**EXERCISE PROMPT**
Tally the lines of the records below that contain the string "tail". Give only the number.

**DATASET**
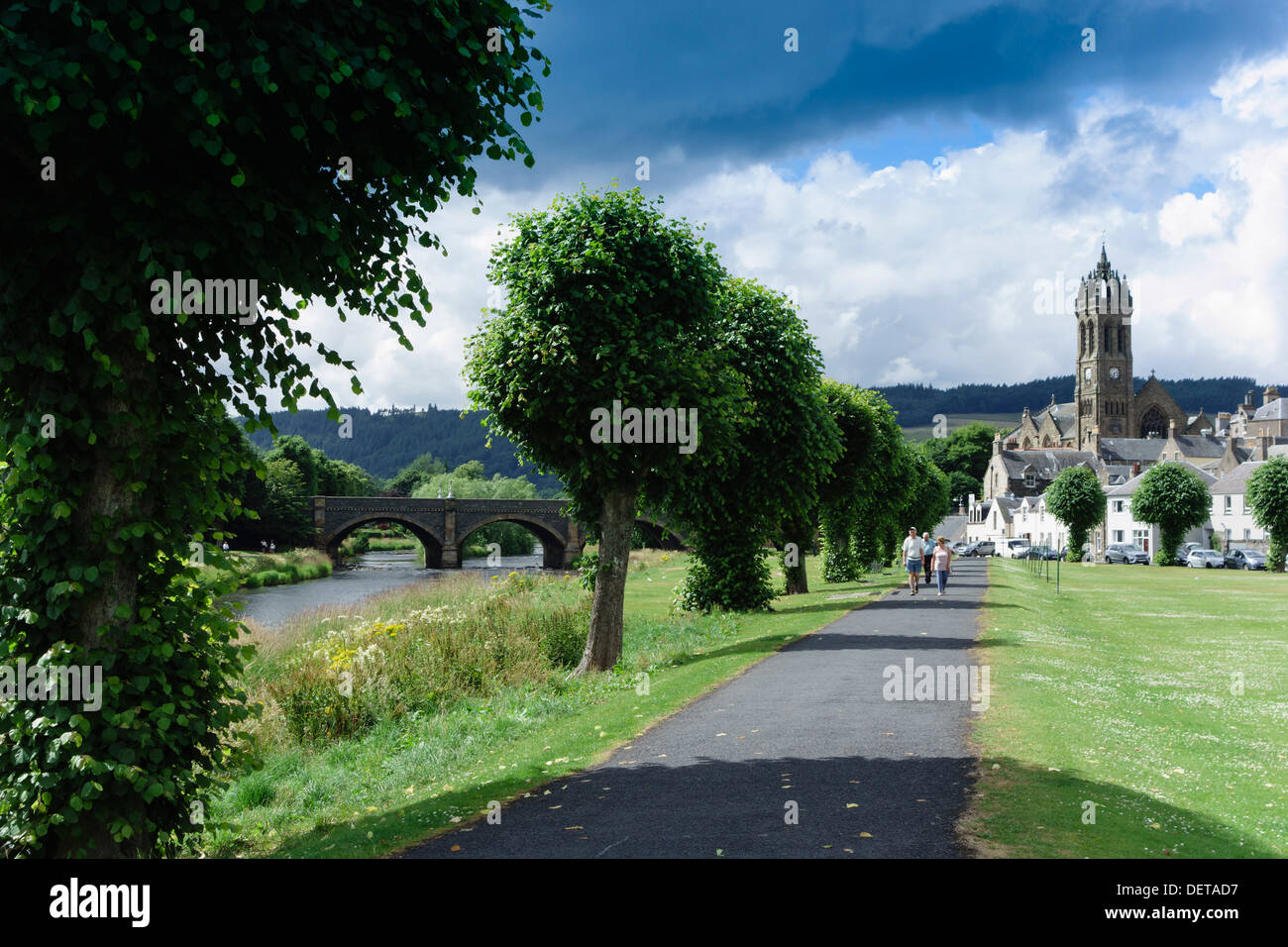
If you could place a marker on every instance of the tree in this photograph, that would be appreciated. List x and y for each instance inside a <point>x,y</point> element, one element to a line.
---
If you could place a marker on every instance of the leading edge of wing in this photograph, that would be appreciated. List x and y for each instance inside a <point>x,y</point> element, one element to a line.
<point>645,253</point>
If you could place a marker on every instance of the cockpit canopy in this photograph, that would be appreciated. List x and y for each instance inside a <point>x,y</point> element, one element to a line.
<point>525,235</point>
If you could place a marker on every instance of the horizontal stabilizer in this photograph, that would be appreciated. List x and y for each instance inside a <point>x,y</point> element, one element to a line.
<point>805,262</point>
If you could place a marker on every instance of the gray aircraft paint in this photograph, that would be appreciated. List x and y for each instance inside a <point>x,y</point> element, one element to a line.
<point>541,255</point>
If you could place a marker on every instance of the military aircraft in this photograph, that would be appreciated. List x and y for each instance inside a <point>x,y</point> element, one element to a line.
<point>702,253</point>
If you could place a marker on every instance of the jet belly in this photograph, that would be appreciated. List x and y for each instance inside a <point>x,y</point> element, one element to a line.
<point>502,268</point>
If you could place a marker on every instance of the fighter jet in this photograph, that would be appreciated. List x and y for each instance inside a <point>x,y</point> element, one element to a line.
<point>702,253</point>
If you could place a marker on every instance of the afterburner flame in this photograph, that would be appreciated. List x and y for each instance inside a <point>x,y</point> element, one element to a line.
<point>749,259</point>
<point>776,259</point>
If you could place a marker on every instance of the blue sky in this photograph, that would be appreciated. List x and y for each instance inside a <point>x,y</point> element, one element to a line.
---
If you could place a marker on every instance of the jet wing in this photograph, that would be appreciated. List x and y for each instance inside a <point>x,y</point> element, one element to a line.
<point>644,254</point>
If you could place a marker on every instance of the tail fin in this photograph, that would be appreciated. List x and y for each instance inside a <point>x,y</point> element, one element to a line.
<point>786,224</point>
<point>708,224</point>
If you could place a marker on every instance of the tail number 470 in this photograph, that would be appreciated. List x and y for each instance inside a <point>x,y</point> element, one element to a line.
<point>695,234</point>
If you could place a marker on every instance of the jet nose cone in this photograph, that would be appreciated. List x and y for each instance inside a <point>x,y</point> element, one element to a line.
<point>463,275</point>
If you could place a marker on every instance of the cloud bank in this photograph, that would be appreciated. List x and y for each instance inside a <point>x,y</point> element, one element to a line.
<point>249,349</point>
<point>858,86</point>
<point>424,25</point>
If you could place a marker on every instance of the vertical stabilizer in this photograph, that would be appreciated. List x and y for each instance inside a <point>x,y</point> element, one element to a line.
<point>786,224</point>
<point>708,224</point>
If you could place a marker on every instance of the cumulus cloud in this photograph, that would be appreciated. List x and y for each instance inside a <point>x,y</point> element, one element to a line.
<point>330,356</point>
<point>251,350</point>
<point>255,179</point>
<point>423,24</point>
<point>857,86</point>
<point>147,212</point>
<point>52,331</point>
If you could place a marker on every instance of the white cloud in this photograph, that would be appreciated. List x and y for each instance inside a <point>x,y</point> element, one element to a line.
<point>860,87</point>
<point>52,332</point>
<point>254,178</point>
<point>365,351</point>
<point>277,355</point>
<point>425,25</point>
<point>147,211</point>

**SOLUTION FOR THIS PROBLEM**
2